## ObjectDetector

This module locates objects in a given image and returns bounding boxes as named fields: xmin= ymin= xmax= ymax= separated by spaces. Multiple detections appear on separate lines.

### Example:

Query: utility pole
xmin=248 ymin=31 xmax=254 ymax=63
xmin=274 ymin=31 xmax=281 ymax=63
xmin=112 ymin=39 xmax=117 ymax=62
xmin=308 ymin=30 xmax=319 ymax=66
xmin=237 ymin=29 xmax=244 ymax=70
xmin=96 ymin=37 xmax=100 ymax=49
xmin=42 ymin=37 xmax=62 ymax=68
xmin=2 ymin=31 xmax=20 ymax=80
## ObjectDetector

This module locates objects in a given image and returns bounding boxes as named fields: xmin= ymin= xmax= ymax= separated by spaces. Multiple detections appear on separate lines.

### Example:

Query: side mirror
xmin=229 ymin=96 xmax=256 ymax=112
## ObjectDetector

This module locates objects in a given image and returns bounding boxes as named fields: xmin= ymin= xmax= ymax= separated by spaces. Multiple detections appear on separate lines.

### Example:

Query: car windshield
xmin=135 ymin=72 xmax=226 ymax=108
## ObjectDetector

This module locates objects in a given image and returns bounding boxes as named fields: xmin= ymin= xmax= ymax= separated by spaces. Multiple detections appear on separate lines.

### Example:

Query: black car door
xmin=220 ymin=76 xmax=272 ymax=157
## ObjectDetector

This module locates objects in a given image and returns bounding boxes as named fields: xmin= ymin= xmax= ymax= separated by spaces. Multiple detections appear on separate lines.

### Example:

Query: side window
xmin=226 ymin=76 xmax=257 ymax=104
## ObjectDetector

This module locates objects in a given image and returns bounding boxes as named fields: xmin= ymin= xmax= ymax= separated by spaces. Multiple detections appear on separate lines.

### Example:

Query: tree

#### STATED GOAL
Update the data from its start through the line with "xmin=229 ymin=96 xmax=256 ymax=112", replacing "module" with "tool" and leaving everything else unchanged.

#### EXPECTED OUTPUT
## ObjectDetector

This tool locates objects in a given image and returns bounding boxes as named fields: xmin= ymin= xmax= ymax= separated by spaces. Multiple detections appear on separate lines.

### Example:

Query: utility pole
xmin=248 ymin=31 xmax=254 ymax=63
xmin=274 ymin=31 xmax=281 ymax=63
xmin=112 ymin=39 xmax=117 ymax=62
xmin=308 ymin=30 xmax=319 ymax=66
xmin=237 ymin=29 xmax=244 ymax=70
xmin=96 ymin=37 xmax=100 ymax=49
xmin=42 ymin=37 xmax=62 ymax=68
xmin=2 ymin=31 xmax=20 ymax=80
## ObjectDetector

This tool locates objects in a given image and returns bounding boxes as named fields: xmin= ymin= xmax= ymax= separated by spaces. Multiple detections appear on separate lines.

### Example:

Query: side mirror
xmin=229 ymin=96 xmax=256 ymax=112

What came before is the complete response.